— start of Passage to read —
# Ti Bolts for Rotor - Weight Saving?



## phlegm (Jul 13, 2006)

Does anyone know off hand how much weight I can expect to save by replacing the standard bolts on my brake rotors with titanium ones?

TIA.


----------



## rockyuphill (Nov 28, 2004)

Between 5-6gms per set of 6 (depending on what the head size of the original ones)

A set of 6 Ti rotor bolts will be 7-8gms and steel bolts will be 13-14gms for 6


----------



## phlegm (Jul 13, 2006)

Cheers, thanks!


----------



## 501Levi (Jul 12, 2012)

Has anyone ordered from MtbTi? I read several mixed reviews about them last night so I bit the bullet and ordered from them. Today I went back and re-read the Posts and the all are from four years ago.... I hope I dont get shafted.


----------



## phlegm (Jul 13, 2006)

Ordered mine from Toronto Cycles.


----------



## broadwayline (Jan 19, 2008)

Aluminum / Ti are very similar in weight for rotor bolts.

Only savings is moving from a steel bolt to an Alu/Ti bolt.


----------



## McBain01 (Feb 17, 2012)

I bough these:

12 x Titanium Disc Brake Rotor Bolts M5 x 10mm (Low Profile, Head Diameter = 9mm, Head Height = 2.6mm, Thread Length = 10mm, TORX T25), Polished Gun Metal Finish. 

from this ebay seller/store: mtbsparesforrepair (MTB Spares For Repair) with no problems with the transaction.


----------



## kingkongsfinger (Dec 27, 2011)

Make sure you use copperslip or similar when fitting Ti bolts into aluminium hubs, they cause galvanic corrosion. I have some Ti rotor bolts that will never come out. Now learnt my lesson.


----------



## phlegm (Jul 13, 2006)

I'm assuming that the Loctite I'll apply for rotor use will mitigate the corrosion you mention. (?).


----------



## rockyuphill (Nov 28, 2004)

No, you need Ti anti-seize, the Loctite won't prevent galvanic corrosion


----------



## Gary1402 (Jul 17, 2012)

I completely change the steel bolts of mine complete bike like rotor bolt, brake calipers, brake caliper bracket, stem, seatpost, seatpost clamp.
— end of Passage to read —
— start of Stored records —
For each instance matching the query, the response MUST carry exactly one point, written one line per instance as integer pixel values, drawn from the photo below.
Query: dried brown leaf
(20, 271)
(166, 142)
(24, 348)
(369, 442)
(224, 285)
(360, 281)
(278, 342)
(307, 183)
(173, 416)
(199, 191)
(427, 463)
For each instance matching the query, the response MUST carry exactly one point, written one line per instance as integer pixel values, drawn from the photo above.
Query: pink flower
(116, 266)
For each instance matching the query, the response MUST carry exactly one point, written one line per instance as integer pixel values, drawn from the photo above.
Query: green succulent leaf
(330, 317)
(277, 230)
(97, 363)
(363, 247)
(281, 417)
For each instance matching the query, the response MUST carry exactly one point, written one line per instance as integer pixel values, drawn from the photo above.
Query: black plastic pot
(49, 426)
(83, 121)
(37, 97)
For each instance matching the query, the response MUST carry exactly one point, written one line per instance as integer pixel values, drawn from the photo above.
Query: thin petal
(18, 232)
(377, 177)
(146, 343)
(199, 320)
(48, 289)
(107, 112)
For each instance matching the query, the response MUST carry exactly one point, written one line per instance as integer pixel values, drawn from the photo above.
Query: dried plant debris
— end of Stored records —
— start of Stored records —
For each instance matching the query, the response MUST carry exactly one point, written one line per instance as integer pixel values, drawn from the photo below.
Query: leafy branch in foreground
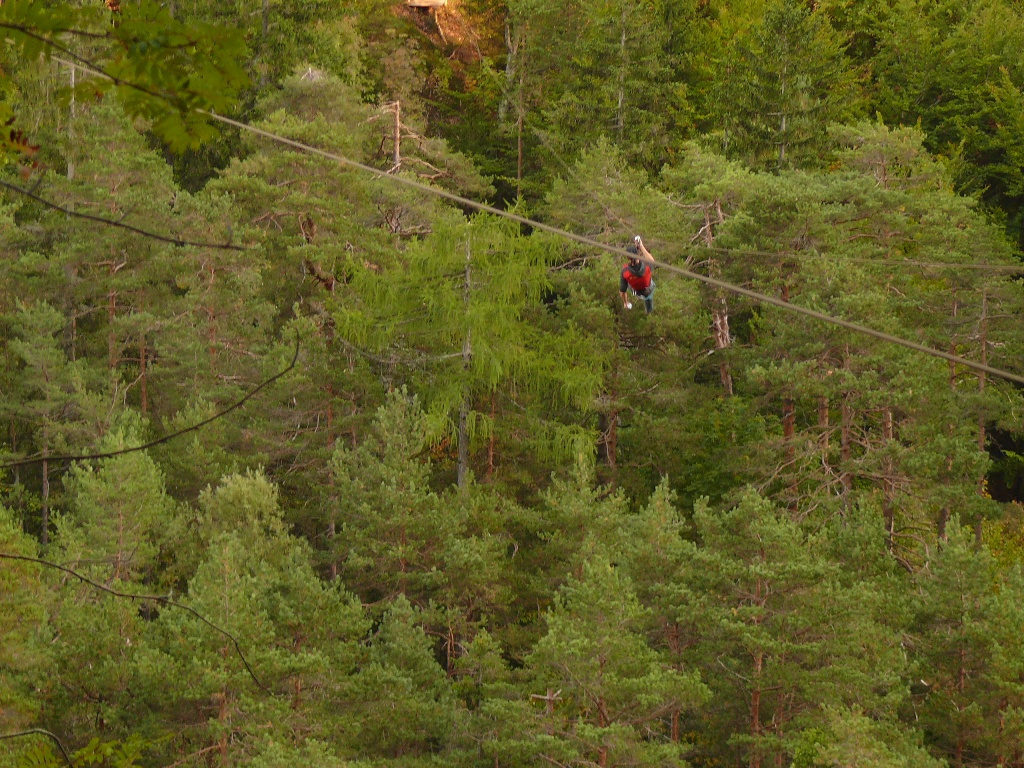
— end of Stored records —
— start of Stored records —
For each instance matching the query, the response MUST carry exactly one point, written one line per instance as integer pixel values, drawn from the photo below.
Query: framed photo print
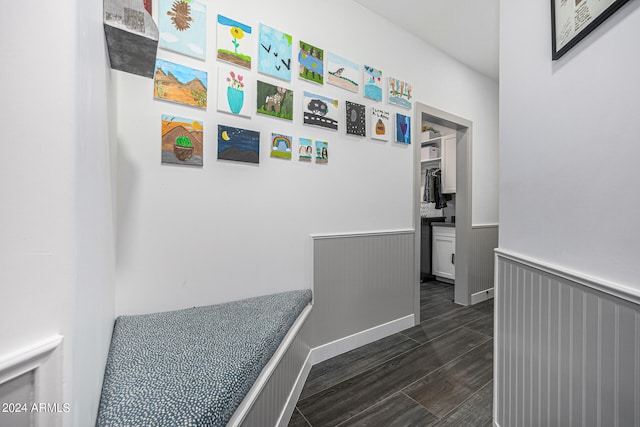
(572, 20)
— end of Stored records —
| The tasks |
1. According to the thread on titanium rotor bolts, how much does a set of six steel rotor bolts weigh?
2. Reproduce the thread on titanium rotor bolts word for word, starting at "Only savings is" and ending at "with the transaction.".
You won't need the records for this.

| Complete answers |
1. 13 to 14 grams.

2.
Only savings is moving from a steel bolt to an Alu/Ti bolt.


----------



## McBain01 (Feb 17, 2012)

I bough these:

12 x Titanium Disc Brake Rotor Bolts M5 x 10mm (Low Profile, Head Diameter = 9mm, Head Height = 2.6mm, Thread Length = 10mm, TORX T25), Polished Gun Metal Finish. 

from this ebay seller/store: mtbsparesforrepair (MTB Spares For Repair) with no problems with the transaction.